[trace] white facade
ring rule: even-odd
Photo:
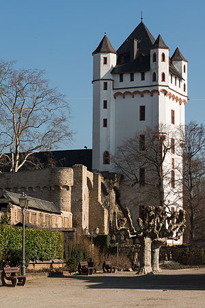
[[[150,57],[149,68],[146,70],[135,70],[137,53],[136,59],[135,57],[131,59],[135,53],[131,51],[130,57],[133,62],[130,62],[133,64],[133,70],[129,67],[127,71],[126,69],[123,71],[123,68],[120,68],[123,64],[120,66],[119,61],[118,62],[118,57],[120,57],[120,49],[125,51],[125,55],[128,53],[124,44],[126,41],[133,39],[134,32],[138,27],[141,27],[140,34],[143,28],[146,34],[148,33],[149,37],[152,36],[150,41],[153,45],[151,45],[147,54],[145,54],[145,58]],[[135,38],[136,41],[137,38]],[[143,39],[142,37],[141,42]],[[147,40],[146,38],[146,39]],[[128,49],[132,48],[131,44]],[[141,49],[143,47],[141,45]],[[139,45],[139,49],[140,48]],[[103,157],[105,151],[109,152],[111,157],[115,155],[118,146],[121,145],[125,138],[133,137],[136,132],[145,130],[146,127],[154,128],[163,124],[169,125],[173,131],[176,131],[179,125],[184,125],[184,106],[187,102],[187,62],[178,48],[171,60],[169,49],[161,36],[154,42],[154,38],[143,23],[137,26],[120,47],[117,55],[113,50],[111,52],[109,50],[107,52],[105,52],[105,50],[101,52],[99,47],[98,49],[97,53],[93,53],[92,168],[96,172],[114,172],[115,166],[111,161],[109,164],[107,162],[105,164]],[[154,56],[153,57],[154,53],[156,55],[156,60],[154,59]],[[107,57],[107,64],[105,64],[105,57]],[[113,70],[113,68],[117,68]],[[116,73],[118,69],[119,73]],[[120,73],[120,70],[123,73]],[[144,73],[144,80],[141,80],[141,73]],[[133,75],[132,79],[131,73]],[[156,79],[154,79],[153,73],[156,74]],[[107,90],[103,88],[104,82],[107,82]],[[104,100],[107,101],[107,109],[103,107]],[[144,120],[140,120],[140,106],[145,106]],[[173,112],[174,124],[172,123]],[[103,119],[107,119],[106,127],[103,127]],[[172,168],[172,158],[174,158],[176,164],[181,166],[182,168],[182,157],[171,153],[166,157],[163,168]],[[178,177],[177,170],[175,172],[175,177]],[[174,204],[176,200],[174,190],[169,194],[170,204]],[[127,194],[126,198],[127,198]],[[177,205],[182,206],[182,192],[178,198]]]

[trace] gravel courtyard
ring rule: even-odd
[[[0,285],[0,307],[204,307],[205,268],[64,276]]]

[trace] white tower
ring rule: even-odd
[[[106,33],[93,52],[93,149],[94,171],[110,170],[110,155],[114,153],[114,99],[111,70],[116,65],[116,51]]]

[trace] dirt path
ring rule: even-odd
[[[0,287],[0,307],[205,307],[205,268],[68,276]]]

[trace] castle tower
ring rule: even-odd
[[[115,155],[124,139],[147,127],[154,129],[163,124],[175,133],[178,126],[184,125],[187,61],[178,47],[170,58],[169,47],[161,36],[155,40],[142,21],[116,53],[105,36],[93,55],[93,170],[114,172],[109,157]],[[104,57],[107,57],[105,65]],[[105,81],[107,90],[103,88]],[[104,100],[107,101],[107,110],[103,109]],[[178,138],[176,133],[175,138]],[[174,162],[182,172],[182,157],[174,153],[167,156],[164,169],[172,170]],[[176,177],[177,182],[177,171],[172,173],[172,181]],[[175,203],[172,188],[169,187],[170,204]],[[129,204],[128,194],[124,194]],[[120,201],[122,196],[121,190]],[[182,192],[178,200],[177,205],[182,207]]]
[[[109,170],[110,154],[114,153],[114,99],[111,70],[116,51],[106,33],[93,52],[93,150],[94,171]]]

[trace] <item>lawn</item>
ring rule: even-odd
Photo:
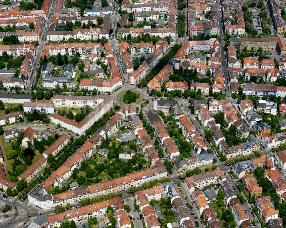
[[[185,158],[188,158],[190,156],[190,154],[186,151],[184,151],[182,153],[182,154]]]
[[[78,173],[82,176],[83,176],[85,177],[86,173],[84,172],[83,172],[81,170],[80,170],[80,171],[78,172]]]
[[[11,143],[6,143],[4,139],[4,136],[3,135],[0,136],[0,147],[1,147],[4,157],[4,162],[5,163],[5,173],[7,176],[7,178],[9,179],[10,177],[10,175],[8,173],[8,171],[9,171],[11,172],[13,171],[12,169],[12,163],[13,163],[13,160],[7,160],[7,157],[10,152],[16,152],[16,151],[11,148]]]
[[[41,154],[40,154],[39,152],[39,151],[38,150],[35,151],[35,154],[36,154],[36,155],[35,155],[35,156],[34,157],[34,159],[32,160],[32,162],[33,162],[33,163],[34,163],[40,157],[42,157]]]
[[[138,95],[139,93],[138,92],[135,92],[135,91],[132,91],[132,92],[133,92],[135,93],[136,94],[136,95]],[[123,92],[123,93],[122,93],[120,94],[119,98],[120,102],[121,103],[123,103],[124,104],[125,104],[125,103],[124,103],[123,102],[123,97],[124,96],[124,95],[126,94],[126,92]],[[131,104],[132,105],[133,104],[137,104],[139,102],[140,102],[141,100],[142,100],[142,96],[141,96],[141,94],[140,94],[140,96],[139,97],[139,98],[137,98],[136,99],[136,101],[135,102],[133,102],[132,103],[131,103],[131,104]]]

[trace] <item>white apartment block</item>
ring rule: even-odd
[[[71,130],[80,135],[84,134],[86,130],[90,127],[95,122],[109,111],[112,106],[113,102],[109,96],[79,123],[72,120],[60,115],[53,114],[51,117],[51,121],[55,124],[59,124],[63,127]]]
[[[53,114],[55,112],[54,104],[41,102],[26,102],[23,106],[24,111],[32,113],[34,111],[39,112]]]
[[[80,108],[89,105],[94,108],[104,101],[105,97],[104,95],[95,96],[55,95],[53,97],[53,103],[56,107]]]
[[[23,118],[23,115],[21,112],[16,112],[0,116],[0,126],[6,125],[19,121],[20,117]]]

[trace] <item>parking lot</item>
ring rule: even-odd
[[[261,21],[259,17],[252,17],[252,23],[253,27],[257,30],[259,34],[262,33],[262,27],[261,26]]]

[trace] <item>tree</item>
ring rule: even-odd
[[[27,186],[28,184],[26,181],[23,179],[21,179],[21,180],[18,181],[17,183],[17,186],[16,187],[17,191],[23,191],[23,189],[27,187]]]
[[[72,209],[72,205],[68,203],[67,203],[65,205],[65,209],[68,210],[70,210]]]
[[[63,212],[64,211],[65,211],[65,208],[61,205],[57,205],[55,207],[55,213],[56,214]]]
[[[124,209],[127,211],[128,213],[129,213],[131,210],[131,208],[130,207],[130,206],[129,205],[124,205]]]
[[[133,13],[131,12],[128,14],[128,20],[129,21],[133,21]],[[143,23],[142,23],[143,24]]]
[[[20,164],[16,167],[15,173],[17,176],[18,176],[25,170],[26,167],[22,164]]]
[[[45,98],[45,93],[42,90],[38,90],[36,92],[36,96],[37,99],[41,100]]]
[[[102,25],[104,22],[104,20],[103,19],[103,18],[102,17],[98,17],[97,19],[96,19],[96,21],[97,21],[98,24],[100,25]]]
[[[260,178],[264,176],[265,170],[262,167],[258,167],[255,171],[255,175],[257,178]]]
[[[101,0],[101,6],[103,7],[107,7],[109,6],[107,0]]]
[[[5,67],[5,64],[2,60],[0,60],[0,69],[3,69]],[[2,81],[1,81],[2,82]],[[3,84],[3,83],[2,83]]]
[[[54,195],[55,194],[55,188],[52,186],[49,187],[48,188],[48,189],[47,190],[47,192],[48,194],[51,194]]]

(Task) Reproduce all of the records above verbatim, leaving out the pictures.

(Answer for the task)
[trace] white facade
ring rule: even-odd
Photo:
[[[150,57],[149,68],[146,70],[135,70],[137,53],[136,59],[135,57],[131,59],[135,53],[131,51],[130,57],[133,62],[130,62],[133,64],[133,70],[129,67],[127,71],[126,69],[123,71],[123,68],[120,68],[123,64],[120,66],[119,61],[118,62],[118,57],[120,57],[120,49],[125,51],[125,55],[128,53],[124,44],[126,41],[133,39],[134,32],[138,27],[141,27],[140,34],[143,28],[146,34],[148,33],[149,37],[152,36],[150,41],[153,45],[151,45],[147,54],[145,54],[145,58]],[[135,38],[136,41],[137,38]],[[143,39],[142,37],[141,42]],[[147,40],[146,38],[146,39]],[[128,49],[132,48],[131,44]],[[141,49],[143,47],[141,45]],[[139,45],[139,49],[140,48]],[[103,157],[105,151],[109,152],[111,157],[115,155],[118,146],[121,145],[125,138],[133,137],[136,132],[145,130],[146,127],[154,128],[163,124],[169,125],[173,131],[176,131],[179,125],[184,125],[184,106],[187,102],[187,62],[178,48],[171,60],[169,49],[161,36],[154,42],[154,38],[143,23],[137,26],[120,47],[117,55],[113,50],[111,52],[109,50],[107,52],[105,52],[105,50],[101,52],[99,47],[98,49],[97,53],[93,53],[92,168],[96,172],[114,172],[115,166],[111,161],[109,164],[107,162],[105,164]],[[154,56],[153,57],[154,53],[156,55],[156,60],[154,59]],[[107,57],[107,64],[105,64],[105,57]],[[113,70],[113,68],[117,68]],[[116,73],[118,69],[119,73]],[[120,73],[120,70],[123,73]],[[144,73],[144,80],[141,80],[141,73]],[[133,75],[132,79],[131,73]],[[156,79],[154,79],[153,73],[156,74]],[[107,90],[103,88],[104,82],[107,82]],[[104,100],[107,101],[107,109],[103,107]],[[144,120],[140,120],[140,106],[145,106]],[[173,112],[174,124],[172,123]],[[103,119],[107,119],[106,127],[103,127]],[[172,168],[172,158],[174,158],[176,164],[181,166],[182,168],[182,157],[171,153],[166,157],[163,168]],[[178,177],[177,170],[175,172],[175,177]],[[174,204],[176,200],[174,190],[169,194],[170,204]],[[127,194],[126,198],[127,198]],[[177,205],[182,206],[182,192],[178,198]]]

[trace] gravel courtyard
ring rule: even-odd
[[[0,285],[0,307],[204,307],[205,268],[64,276]]]

[trace] white tower
ring rule: even-odd
[[[106,33],[93,52],[93,149],[94,171],[110,170],[110,155],[114,153],[114,99],[111,70],[116,65],[116,51]]]

[trace] dirt path
ring rule: even-odd
[[[0,287],[0,307],[205,307],[205,268],[68,276]]]

[trace] castle tower
ring rule: even-odd
[[[115,155],[124,139],[147,127],[154,129],[163,124],[175,133],[178,126],[184,125],[187,61],[178,47],[170,58],[169,47],[161,36],[155,40],[142,21],[116,53],[105,36],[93,55],[93,170],[114,172],[109,157]],[[104,57],[107,57],[105,65]],[[105,81],[107,90],[103,88]],[[104,100],[107,101],[107,110],[103,109]],[[178,138],[176,133],[175,138]],[[174,162],[182,172],[182,157],[174,153],[167,156],[164,169],[172,170]],[[176,177],[177,182],[177,171],[172,173],[172,181]],[[175,203],[172,188],[169,187],[170,204]],[[129,204],[128,194],[124,194]],[[120,201],[122,196],[121,190]],[[182,192],[178,200],[177,205],[182,207]]]
[[[109,170],[110,154],[114,153],[114,99],[111,70],[116,51],[106,33],[93,52],[93,150],[94,171]]]

[trace] <item>lawn</item>
ring rule: even-odd
Photo:
[[[185,158],[188,158],[190,156],[190,154],[186,151],[184,151],[182,153],[182,154]]]
[[[78,173],[82,176],[83,176],[85,177],[86,173],[84,172],[83,172],[81,170],[80,170],[80,171],[78,172]]]
[[[11,143],[6,143],[4,139],[4,136],[3,135],[0,136],[0,147],[1,147],[4,157],[4,162],[5,163],[5,173],[7,176],[7,178],[9,179],[10,177],[10,175],[8,173],[8,171],[9,171],[11,172],[13,171],[12,169],[12,163],[13,163],[13,160],[7,160],[7,157],[10,152],[16,152],[16,151],[11,148]]]
[[[41,154],[40,154],[39,152],[39,151],[38,150],[35,151],[35,154],[36,154],[36,155],[35,155],[35,156],[34,157],[34,159],[32,160],[32,162],[33,162],[33,163],[34,163],[40,157],[42,157]]]
[[[138,95],[139,93],[138,92],[135,92],[135,91],[132,91],[132,92],[133,92],[135,93],[136,94],[136,95]],[[123,92],[123,93],[122,93],[120,94],[119,98],[120,102],[121,103],[123,103],[124,104],[125,104],[125,103],[124,103],[123,102],[123,97],[124,96],[124,95],[126,94],[126,92]],[[131,104],[132,105],[133,104],[137,104],[139,102],[140,102],[141,100],[142,100],[142,96],[141,96],[141,94],[140,94],[140,96],[139,97],[139,98],[137,98],[136,99],[136,101],[135,102],[133,102],[132,103],[131,103],[131,104]]]

[trace] <item>white apartment block</item>
ring rule: even-odd
[[[71,130],[80,135],[84,134],[86,130],[90,127],[95,122],[109,111],[112,106],[113,102],[109,96],[79,123],[72,120],[60,115],[53,114],[51,117],[51,121],[55,124],[59,124],[63,127]]]
[[[53,114],[55,112],[54,104],[41,102],[26,102],[23,106],[24,111],[32,113],[34,111],[39,112]]]
[[[80,108],[89,105],[94,108],[104,101],[105,97],[104,95],[95,96],[55,95],[53,97],[53,103],[56,107]]]
[[[23,118],[23,115],[21,112],[16,112],[0,116],[0,126],[6,125],[19,121],[20,117]]]

[trace] <item>parking lot</item>
ring rule: even-odd
[[[261,21],[259,17],[252,17],[252,23],[253,27],[257,30],[259,34],[262,33],[262,27],[261,26]]]

[trace] <item>tree</item>
ring rule: even-odd
[[[27,186],[28,184],[26,181],[23,179],[21,179],[21,180],[18,181],[17,183],[17,186],[16,187],[17,191],[23,191],[23,189],[27,187]]]
[[[72,209],[72,205],[68,203],[67,203],[65,205],[65,209],[68,210],[70,210]]]
[[[63,212],[64,211],[65,211],[65,208],[61,205],[57,205],[55,207],[55,213],[56,214]]]
[[[124,209],[127,211],[128,213],[129,213],[131,210],[131,208],[130,207],[130,206],[129,205],[124,205]]]
[[[133,13],[131,12],[128,14],[128,20],[129,21],[133,21]],[[143,23],[142,23],[143,24]]]
[[[20,164],[16,167],[15,173],[17,176],[18,176],[25,170],[26,167],[22,164]]]
[[[45,98],[45,93],[42,90],[38,90],[36,92],[36,96],[37,99],[41,100]]]
[[[102,25],[104,22],[104,20],[103,19],[103,18],[102,17],[98,17],[97,19],[96,19],[96,21],[97,21],[98,24],[100,25]]]
[[[260,178],[264,176],[265,170],[262,167],[258,167],[255,171],[255,175],[257,178]]]
[[[101,0],[101,6],[103,7],[107,7],[109,6],[107,0]]]
[[[5,67],[5,64],[2,60],[0,60],[0,69],[3,69]],[[2,81],[1,81],[2,82]],[[3,84],[3,83],[2,83]]]
[[[54,195],[55,194],[55,188],[52,186],[49,187],[48,188],[48,189],[47,190],[47,192],[48,194],[51,194]]]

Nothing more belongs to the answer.